Exact repetition of the data is the whole task.

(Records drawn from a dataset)
━━━━━━━━━━━━━━━━━━━━━━━━━━━━━━

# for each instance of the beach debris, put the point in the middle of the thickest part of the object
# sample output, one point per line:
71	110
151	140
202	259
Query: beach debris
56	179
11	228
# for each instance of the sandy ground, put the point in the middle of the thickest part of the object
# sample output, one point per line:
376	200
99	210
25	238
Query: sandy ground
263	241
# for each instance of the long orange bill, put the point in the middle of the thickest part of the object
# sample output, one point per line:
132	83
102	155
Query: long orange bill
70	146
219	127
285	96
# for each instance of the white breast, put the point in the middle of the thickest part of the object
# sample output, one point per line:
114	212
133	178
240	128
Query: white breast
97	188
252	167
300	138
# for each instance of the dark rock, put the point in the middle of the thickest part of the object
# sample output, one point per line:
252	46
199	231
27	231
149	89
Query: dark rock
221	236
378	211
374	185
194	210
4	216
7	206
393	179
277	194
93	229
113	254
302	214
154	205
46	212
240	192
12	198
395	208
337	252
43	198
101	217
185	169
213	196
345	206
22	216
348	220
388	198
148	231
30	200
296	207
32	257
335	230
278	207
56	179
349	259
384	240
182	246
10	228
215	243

━━━━━━━━━━━━━━━━━━━━━━━━━━━━━━

SOLUTION FOR THIS EXERCISE =
# for each instance of the beach debris, put the point in the middle of the thickest part of the object
# sample output, one point per line:
71	110
151	140
202	259
Query: beach debris
56	179
11	228
# for each instance of the sandy ground, put the point in the middle of the thickest part of the object
# sample output, one point per line:
376	200
99	210
25	238
Query: sandy ground
263	241
# for each instance of the long orange bill, put the point in the middle of the thickest part of the object
# sample output, one point per line:
132	83
102	155
Query: long orange bill
70	146
219	127
285	96
# for each instance of the white breast, put the point in the middle of the thickest part of the object
# sample output, one point per line:
114	212
133	178
240	128
Query: white breast
97	188
252	167
300	138
# for each instance of the dark rock, put the point in the middle of the thickest part of the object
# sample output, one point per line:
252	46
199	231
27	231
149	89
Query: dark rock
221	236
378	211
374	185
194	210
4	216
7	206
393	179
277	194
93	229
113	254
302	214
154	205
46	212
240	192
12	198
395	208
337	252
43	198
101	217
185	169
213	196
345	206
22	216
348	220
388	198
148	231
30	200
296	207
32	257
335	230
278	207
56	179
349	259
384	240
182	246
10	228
215	243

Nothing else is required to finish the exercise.